* Begin MATERIAL PROVIDED *

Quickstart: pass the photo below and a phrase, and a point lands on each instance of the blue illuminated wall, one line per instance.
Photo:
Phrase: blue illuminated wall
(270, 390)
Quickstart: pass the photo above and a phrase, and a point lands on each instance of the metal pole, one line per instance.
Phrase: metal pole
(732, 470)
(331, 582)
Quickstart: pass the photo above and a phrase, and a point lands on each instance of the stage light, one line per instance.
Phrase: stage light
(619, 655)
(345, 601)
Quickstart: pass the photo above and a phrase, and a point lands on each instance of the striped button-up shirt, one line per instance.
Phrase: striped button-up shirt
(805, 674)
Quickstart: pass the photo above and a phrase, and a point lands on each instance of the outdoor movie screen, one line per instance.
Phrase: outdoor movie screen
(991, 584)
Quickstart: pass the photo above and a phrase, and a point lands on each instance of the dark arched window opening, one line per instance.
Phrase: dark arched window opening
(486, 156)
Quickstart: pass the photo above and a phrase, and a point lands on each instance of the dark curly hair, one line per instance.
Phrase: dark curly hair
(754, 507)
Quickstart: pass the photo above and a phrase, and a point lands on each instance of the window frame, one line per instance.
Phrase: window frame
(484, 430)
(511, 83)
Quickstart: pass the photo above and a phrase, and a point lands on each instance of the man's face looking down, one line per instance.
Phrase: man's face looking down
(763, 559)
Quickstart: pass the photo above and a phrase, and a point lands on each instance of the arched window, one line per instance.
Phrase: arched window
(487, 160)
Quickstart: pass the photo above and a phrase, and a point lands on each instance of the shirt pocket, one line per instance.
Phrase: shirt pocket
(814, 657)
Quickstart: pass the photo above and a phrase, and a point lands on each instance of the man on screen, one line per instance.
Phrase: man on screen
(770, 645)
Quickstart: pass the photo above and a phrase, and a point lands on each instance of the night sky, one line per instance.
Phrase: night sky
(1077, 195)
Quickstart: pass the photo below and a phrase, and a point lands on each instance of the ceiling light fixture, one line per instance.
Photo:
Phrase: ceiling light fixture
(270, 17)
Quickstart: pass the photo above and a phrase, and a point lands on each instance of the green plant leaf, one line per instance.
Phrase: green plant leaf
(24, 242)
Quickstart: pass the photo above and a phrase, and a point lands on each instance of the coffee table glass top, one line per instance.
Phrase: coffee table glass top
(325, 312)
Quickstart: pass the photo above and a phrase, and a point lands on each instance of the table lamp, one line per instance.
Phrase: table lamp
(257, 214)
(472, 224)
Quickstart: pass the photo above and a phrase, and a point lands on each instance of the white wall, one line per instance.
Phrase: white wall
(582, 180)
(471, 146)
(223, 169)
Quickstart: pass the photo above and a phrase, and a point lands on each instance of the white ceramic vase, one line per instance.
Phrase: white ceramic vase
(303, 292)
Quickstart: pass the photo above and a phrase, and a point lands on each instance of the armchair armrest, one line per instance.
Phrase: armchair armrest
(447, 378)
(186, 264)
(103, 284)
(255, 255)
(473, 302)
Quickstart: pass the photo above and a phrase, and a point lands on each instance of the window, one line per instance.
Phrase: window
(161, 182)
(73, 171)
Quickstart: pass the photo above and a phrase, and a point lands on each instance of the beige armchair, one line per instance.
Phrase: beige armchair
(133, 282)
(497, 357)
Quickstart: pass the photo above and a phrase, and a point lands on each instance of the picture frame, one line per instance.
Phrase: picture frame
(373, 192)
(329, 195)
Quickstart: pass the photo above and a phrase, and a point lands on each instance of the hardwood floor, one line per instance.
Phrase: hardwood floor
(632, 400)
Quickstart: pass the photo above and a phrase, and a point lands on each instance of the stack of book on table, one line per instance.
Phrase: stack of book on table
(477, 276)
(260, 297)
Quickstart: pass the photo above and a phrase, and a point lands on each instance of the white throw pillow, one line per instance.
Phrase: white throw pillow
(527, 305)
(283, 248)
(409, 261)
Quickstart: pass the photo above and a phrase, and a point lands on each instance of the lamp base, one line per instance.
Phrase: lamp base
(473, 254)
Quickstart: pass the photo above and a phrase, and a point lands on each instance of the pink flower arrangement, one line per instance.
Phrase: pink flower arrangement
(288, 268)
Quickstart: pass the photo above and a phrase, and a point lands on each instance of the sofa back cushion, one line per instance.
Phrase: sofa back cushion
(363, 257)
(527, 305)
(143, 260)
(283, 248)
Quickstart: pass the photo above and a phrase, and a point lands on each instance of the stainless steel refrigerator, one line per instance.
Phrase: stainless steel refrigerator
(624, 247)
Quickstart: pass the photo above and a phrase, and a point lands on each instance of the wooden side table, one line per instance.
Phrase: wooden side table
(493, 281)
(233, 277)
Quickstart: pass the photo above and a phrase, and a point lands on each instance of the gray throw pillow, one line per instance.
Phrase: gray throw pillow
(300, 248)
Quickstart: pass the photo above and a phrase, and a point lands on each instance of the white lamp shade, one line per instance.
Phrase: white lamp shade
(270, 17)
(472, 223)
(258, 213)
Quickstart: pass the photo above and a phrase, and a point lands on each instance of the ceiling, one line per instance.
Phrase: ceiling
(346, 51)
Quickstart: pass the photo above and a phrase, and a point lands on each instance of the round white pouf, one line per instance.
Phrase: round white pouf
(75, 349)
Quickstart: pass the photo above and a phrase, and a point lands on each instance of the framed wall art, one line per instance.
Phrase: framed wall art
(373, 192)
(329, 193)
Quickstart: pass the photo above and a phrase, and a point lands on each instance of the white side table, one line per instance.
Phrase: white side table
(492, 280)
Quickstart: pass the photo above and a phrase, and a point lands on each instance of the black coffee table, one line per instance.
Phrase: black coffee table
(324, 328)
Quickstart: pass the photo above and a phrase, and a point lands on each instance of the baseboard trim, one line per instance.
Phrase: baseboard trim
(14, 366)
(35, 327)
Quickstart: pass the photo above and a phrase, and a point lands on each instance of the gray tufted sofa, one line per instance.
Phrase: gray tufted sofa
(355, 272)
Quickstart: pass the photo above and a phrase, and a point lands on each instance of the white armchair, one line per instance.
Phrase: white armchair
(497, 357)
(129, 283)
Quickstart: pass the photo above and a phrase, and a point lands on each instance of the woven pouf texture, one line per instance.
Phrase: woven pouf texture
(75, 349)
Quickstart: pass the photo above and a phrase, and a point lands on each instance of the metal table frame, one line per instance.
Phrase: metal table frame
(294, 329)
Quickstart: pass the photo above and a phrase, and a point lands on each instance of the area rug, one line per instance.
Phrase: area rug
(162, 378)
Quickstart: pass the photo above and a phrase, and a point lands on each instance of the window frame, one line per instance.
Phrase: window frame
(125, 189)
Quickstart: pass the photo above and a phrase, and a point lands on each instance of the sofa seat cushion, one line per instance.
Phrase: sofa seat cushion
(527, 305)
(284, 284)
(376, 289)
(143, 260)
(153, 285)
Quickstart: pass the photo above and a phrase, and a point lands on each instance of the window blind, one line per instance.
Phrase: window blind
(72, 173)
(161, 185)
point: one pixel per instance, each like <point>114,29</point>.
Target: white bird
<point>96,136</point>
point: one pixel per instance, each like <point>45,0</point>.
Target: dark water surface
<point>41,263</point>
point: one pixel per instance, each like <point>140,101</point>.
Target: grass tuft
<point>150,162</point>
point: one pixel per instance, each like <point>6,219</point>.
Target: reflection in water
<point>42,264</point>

* End MATERIAL PROVIDED *

=== WHAT IS REQUIRED ===
Copy out all of the records above, putting "Setup" wherever "Quickstart" appears and leaving everything else unchanged.

=== WORKED SOLUTION ===
Setup: pass the photo below and a phrase, and a point lands on each instance of the blue illuminated wall, one line per instance.
Photo:
Phrase: blue illuminated wall
(270, 390)
Setup: pass the photo above and a phrase, and a point lands on each instance of the metal pole, one line per instance.
Phrase: metal pole
(732, 470)
(331, 582)
Setup: pass the photo above and a phrase, and a point lands on each instance of the stage light, one line per instance.
Phrase: stage light
(619, 655)
(345, 601)
Setup: pass the photo above and a phrase, and a point lands on each instance of the striped button-up shirt, one line per instance.
Phrase: striped button-up shirt
(805, 674)
Setup: pass the photo above and a phrase, and a point lands on each instance of the outdoor movie screen, one line per instance.
Phrase: outdoor movie screen
(991, 584)
Setup: pass the photo above and a phrase, and a point lands on each instance of the dark arched window opening, one line per instance.
Phrase: dark arched window opening
(486, 156)
Setup: pass the photo above and a phrase, and a point lands on each instance of the dark curly hair, one line per instance.
Phrase: dark curly hair
(754, 507)
Setup: pass the photo above and a phrase, and a point lands on each instance of the window frame, one line per instance.
Phrase: window frame
(484, 430)
(511, 83)
Setup: pass the photo above and a phrase, and a point lands on each instance of the man's face looking down, one line per instance.
Phrase: man's face looking down
(763, 559)
Setup: pass the photo above and a phrase, and a point lands on each instance of the arched window, one line per instance.
Phrase: arched window
(487, 160)
Setup: pass the photo above and a phrase, and a point lands on each instance of the shirt pocket, one line per instance.
Phrase: shirt pocket
(814, 657)
Setup: pass the photo above and a phrase, and a point lands on each instance of the man on screen, one line per instance.
Phrase: man on screen
(770, 645)
Setup: pass the photo above and a phrase, and a point lands on each instance of the night sky, one line per instance.
Phrase: night sky
(1077, 195)
Setup: pass the photo below and a phrase, and a point lands on each instance of the ceiling light fixture, one line per instance.
Photo:
Phrase: ceiling light fixture
(270, 17)
Setup: pass the photo above and a phrase, and a point lands on each instance of the green plant leaf, one line per instance.
Phrase: green plant leaf
(24, 242)
Setup: pass the photo above and a phrase, and a point lands on each instance of the coffee table glass top, one line per instance.
Phrase: coffee table glass top
(325, 312)
Setup: pass the photo above and a phrase, and a point lands on each instance of the table lamp, one line per instance.
Phrase: table lamp
(257, 214)
(472, 224)
Setup: pass the photo above and a phrase, and a point lands on each instance of the white wall, one line per instance.
Phrase: white wall
(582, 180)
(471, 146)
(223, 169)
Setup: pass the photo above and a phrase, and a point lands on each instance of the white ceramic vase, one line per instance.
Phrase: white ceramic vase
(303, 292)
Setup: pass the photo above and a phrase, and a point lands on each instance of the armchair armrest, one line per instance.
Phrase: armchair armrest
(447, 378)
(186, 264)
(103, 284)
(255, 255)
(473, 302)
Setup: pass the photo above and a phrase, and a point lands on each instance of the window, one line per instance.
Phrase: window
(161, 182)
(73, 171)
Setup: pass the photo above and a phrase, and a point lands on each instance of the beige armchair, one line per instance.
Phrase: beige armchair
(133, 282)
(497, 357)
Setup: pass the photo above and a phrase, and a point lands on each instance of the picture frame, one line per instance.
Phrase: picture frame
(373, 192)
(329, 195)
Setup: pass the photo above and a phrase, and a point lands on each instance of the hardwood floor, one line per instance.
Phrase: hardwood floor
(632, 400)
Setup: pass the photo above and a phrase, and a point lands on each instance of the stack of book on table, one line per instance.
Phrase: stack of book on table
(477, 276)
(260, 297)
Setup: pass the photo above and a phrase, and a point lands on each instance of the white throw pillow, one line per instance.
Phrase: white throw pillow
(527, 305)
(283, 248)
(409, 261)
Setup: pass the photo above and a phrase, and a point lands on each instance of the lamp base, one line per instance.
Phrase: lamp base
(473, 254)
Setup: pass the photo above and a phrase, and a point lands on each instance of the pink flower arrangement, one line per instance.
Phrase: pink flower arrangement
(288, 268)
Setup: pass the photo above and a phrase, and a point lands on each instance of the sofa back cushion, one line per instance.
Phrase: sofa back cushion
(363, 257)
(527, 305)
(143, 260)
(283, 248)
Setup: pass the photo above and a phrase, and a point lands on each instance of the stainless steel refrigerator, one line per instance.
Phrase: stainless steel refrigerator
(624, 247)
Setup: pass the photo above and a phrase, and a point lands on each instance of the wooden side table, one line per instance.
Phrase: wooden side table
(493, 281)
(233, 277)
Setup: pass the photo above and a phrase, and a point lands on each instance of the gray throw pillow, one line per instance.
Phrase: gray throw pillow
(300, 248)
Setup: pass the photo above and a phrase, and a point lands on each instance of the white lamp shade, one line per instance.
Phrase: white lamp shade
(270, 17)
(472, 223)
(258, 213)
Setup: pass the photo above and a phrase, and a point lands on each instance of the ceiling, one line per instance.
Phrase: ceiling
(346, 51)
Setup: pass the photo above and a phrase, and a point lands on each instance of the round white pouf, one line per instance.
Phrase: round white pouf
(75, 349)
Setup: pass the photo above and a phrase, and a point lands on each instance of the framed wall art, one line per instance.
Phrase: framed wall art
(373, 192)
(329, 193)
Setup: pass the photo above and a phrase, and a point lands on each instance of the white side table, one line per instance.
Phrase: white side table
(492, 280)
Setup: pass the photo above and a phrase, and a point lands on each instance of the black coffee table, one line per instance.
Phrase: black coffee table
(324, 328)
Setup: pass the photo above and a phrase, and a point lands on each instance of the baseboard trim, one line per instance.
Phrase: baseboard trim
(14, 366)
(35, 327)
Setup: pass the photo above and a phrase, and a point lands on each instance of the gray tufted sofa, one line per instance.
Phrase: gray tufted sofa
(355, 272)
Setup: pass the photo above and a phrase, and a point lands on each instance of the white armchair, one line per instance.
Phrase: white armchair
(497, 357)
(129, 283)
Setup: pass the photo above and a phrase, and a point lands on each instance of the woven pouf texture, one line per instance.
Phrase: woven pouf texture
(75, 349)
Setup: pass the photo above and a phrase, and a point lands on each instance of the metal table frame, one line per instance.
Phrase: metal table frame
(294, 329)
Setup: pass the photo above and a phrase, and a point lands on each instance of the area rug, one line per instance.
Phrase: area rug
(162, 378)
Setup: pass the photo above and a phrase, and a point lands on each instance of the window frame, one line per instance.
Phrase: window frame
(125, 189)
Setup: pass the photo above and a phrase, and a point lands on each instance of the sofa seat cushion, one line per instance.
Phrase: sofa seat cushion
(527, 305)
(284, 284)
(376, 289)
(143, 260)
(153, 285)
Setup: pass the photo above and a phrase, and a point lands on each instance of the window blind, one line per instance.
Phrase: window blind
(72, 173)
(161, 185)
point: one pixel per instance, each like <point>114,29</point>.
Target: white bird
<point>96,136</point>
point: one pixel per instance, each like <point>45,0</point>.
Target: dark water surface
<point>41,263</point>
point: one pixel per instance, each like <point>140,101</point>.
Target: grass tuft
<point>150,162</point>
point: one pixel per instance, each like <point>6,219</point>.
Target: reflection in water
<point>42,264</point>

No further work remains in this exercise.